* Exercise goal *
Nothing in the listing may change. Repeat all of it.
Content starts
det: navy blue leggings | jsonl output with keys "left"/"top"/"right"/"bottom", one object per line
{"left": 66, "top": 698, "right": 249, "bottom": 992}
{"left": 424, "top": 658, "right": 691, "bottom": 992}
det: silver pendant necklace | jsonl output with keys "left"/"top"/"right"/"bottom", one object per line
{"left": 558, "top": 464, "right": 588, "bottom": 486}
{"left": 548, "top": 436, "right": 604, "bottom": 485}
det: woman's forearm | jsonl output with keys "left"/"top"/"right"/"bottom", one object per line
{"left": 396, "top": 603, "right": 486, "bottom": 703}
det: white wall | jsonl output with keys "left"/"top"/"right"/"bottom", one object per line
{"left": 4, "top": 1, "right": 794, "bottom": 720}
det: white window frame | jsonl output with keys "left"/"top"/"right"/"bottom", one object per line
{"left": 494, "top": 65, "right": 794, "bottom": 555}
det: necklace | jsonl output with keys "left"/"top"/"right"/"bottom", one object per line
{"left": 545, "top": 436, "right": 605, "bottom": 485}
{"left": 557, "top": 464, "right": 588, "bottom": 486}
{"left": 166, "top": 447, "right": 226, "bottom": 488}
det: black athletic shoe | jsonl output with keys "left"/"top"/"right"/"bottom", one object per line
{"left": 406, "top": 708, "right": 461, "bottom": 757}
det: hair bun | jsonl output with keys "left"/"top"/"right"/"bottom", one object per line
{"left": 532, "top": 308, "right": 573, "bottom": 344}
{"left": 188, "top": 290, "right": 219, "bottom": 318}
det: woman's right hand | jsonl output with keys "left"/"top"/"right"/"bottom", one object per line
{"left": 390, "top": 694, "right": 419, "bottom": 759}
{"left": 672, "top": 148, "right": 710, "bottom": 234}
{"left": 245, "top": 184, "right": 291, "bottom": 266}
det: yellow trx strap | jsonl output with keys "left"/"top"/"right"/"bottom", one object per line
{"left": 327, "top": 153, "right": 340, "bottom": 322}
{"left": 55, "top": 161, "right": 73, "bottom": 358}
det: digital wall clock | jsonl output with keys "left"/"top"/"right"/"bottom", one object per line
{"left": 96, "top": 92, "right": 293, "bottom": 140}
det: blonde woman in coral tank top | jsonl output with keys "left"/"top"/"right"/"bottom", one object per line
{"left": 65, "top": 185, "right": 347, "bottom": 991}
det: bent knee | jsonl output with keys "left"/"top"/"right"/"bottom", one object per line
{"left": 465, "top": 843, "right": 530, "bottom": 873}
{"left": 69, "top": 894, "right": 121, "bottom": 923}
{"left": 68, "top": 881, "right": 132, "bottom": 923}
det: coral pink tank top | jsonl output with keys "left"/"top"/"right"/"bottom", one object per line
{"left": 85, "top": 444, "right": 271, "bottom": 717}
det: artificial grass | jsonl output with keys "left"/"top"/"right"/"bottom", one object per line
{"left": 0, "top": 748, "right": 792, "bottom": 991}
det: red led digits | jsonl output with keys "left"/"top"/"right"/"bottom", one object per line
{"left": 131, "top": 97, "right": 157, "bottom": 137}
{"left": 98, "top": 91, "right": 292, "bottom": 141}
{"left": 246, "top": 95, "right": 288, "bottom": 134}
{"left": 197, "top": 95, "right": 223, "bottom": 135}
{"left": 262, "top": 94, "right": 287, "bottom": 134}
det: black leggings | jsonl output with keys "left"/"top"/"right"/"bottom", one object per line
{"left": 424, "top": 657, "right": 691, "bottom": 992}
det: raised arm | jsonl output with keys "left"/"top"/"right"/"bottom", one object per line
Content ends
* Answer *
det: navy blue leggings | jsonl output with keys "left"/"top"/"right"/"bottom", one object per line
{"left": 66, "top": 698, "right": 249, "bottom": 992}
{"left": 424, "top": 658, "right": 691, "bottom": 992}
det: silver pendant necklace | jsonl output with keys "left"/"top"/"right"/"bottom", one object per line
{"left": 558, "top": 464, "right": 588, "bottom": 486}
{"left": 548, "top": 436, "right": 604, "bottom": 485}
det: woman's forearm | jsonl output with keys "left"/"top"/"right"/"bottom", one object per line
{"left": 396, "top": 603, "right": 486, "bottom": 703}
det: white wall | jsonl output with keys "left"/"top"/"right"/"bottom", one object per line
{"left": 4, "top": 1, "right": 794, "bottom": 720}
det: white window frame | jsonl output with keys "left"/"top"/"right"/"bottom", one object per line
{"left": 494, "top": 65, "right": 794, "bottom": 555}
det: necklace | jsonl output with keys "left"/"top"/"right"/"bottom", one object per line
{"left": 545, "top": 436, "right": 605, "bottom": 485}
{"left": 557, "top": 464, "right": 588, "bottom": 486}
{"left": 166, "top": 447, "right": 226, "bottom": 488}
det: black athletic shoe | jsonl output with keys "left"/"top"/"right"/"bottom", one object per line
{"left": 406, "top": 708, "right": 461, "bottom": 757}
det: hair bun | jsonl output with keys "left"/"top"/"right"/"bottom", one object per line
{"left": 532, "top": 308, "right": 573, "bottom": 344}
{"left": 188, "top": 290, "right": 219, "bottom": 318}
det: woman's right hand | jsonl output with keys "left"/"top"/"right"/"bottom", one object per line
{"left": 390, "top": 694, "right": 419, "bottom": 759}
{"left": 672, "top": 148, "right": 710, "bottom": 234}
{"left": 245, "top": 184, "right": 291, "bottom": 266}
det: yellow trx strap | jsonl output with keys "left"/"top"/"right"/"bottom", one object per line
{"left": 327, "top": 153, "right": 340, "bottom": 322}
{"left": 55, "top": 161, "right": 73, "bottom": 358}
det: digital wall clock | jsonl output with keys "left"/"top"/"right"/"bottom", one object per line
{"left": 96, "top": 92, "right": 293, "bottom": 140}
det: blonde woman in coral tank top | jsonl output with keys "left"/"top"/"right"/"bottom", one object per line
{"left": 65, "top": 185, "right": 347, "bottom": 991}
det: bent knee | jsonl output with keys "left"/"top"/"right"/"bottom", one object per line
{"left": 465, "top": 843, "right": 530, "bottom": 873}
{"left": 69, "top": 894, "right": 121, "bottom": 923}
{"left": 68, "top": 881, "right": 132, "bottom": 923}
det: coral pink tank top | jsonl output with keys "left"/"top"/"right"/"bottom", one object per line
{"left": 85, "top": 444, "right": 271, "bottom": 717}
det: artificial grass | jsonl output with keys "left"/"top"/"right"/"bottom", one object per line
{"left": 0, "top": 748, "right": 792, "bottom": 991}
det: red led digits | jsonl output with keys "left"/"top"/"right"/"bottom", one object per line
{"left": 131, "top": 97, "right": 157, "bottom": 137}
{"left": 98, "top": 91, "right": 292, "bottom": 141}
{"left": 246, "top": 95, "right": 288, "bottom": 134}
{"left": 197, "top": 95, "right": 223, "bottom": 135}
{"left": 262, "top": 94, "right": 287, "bottom": 134}
det: black leggings | jsonl output with keys "left"/"top"/"right"/"bottom", one object per line
{"left": 424, "top": 657, "right": 691, "bottom": 992}
det: raised arm | jsonl output with keys "left"/"top"/"right"/"bottom", one object per line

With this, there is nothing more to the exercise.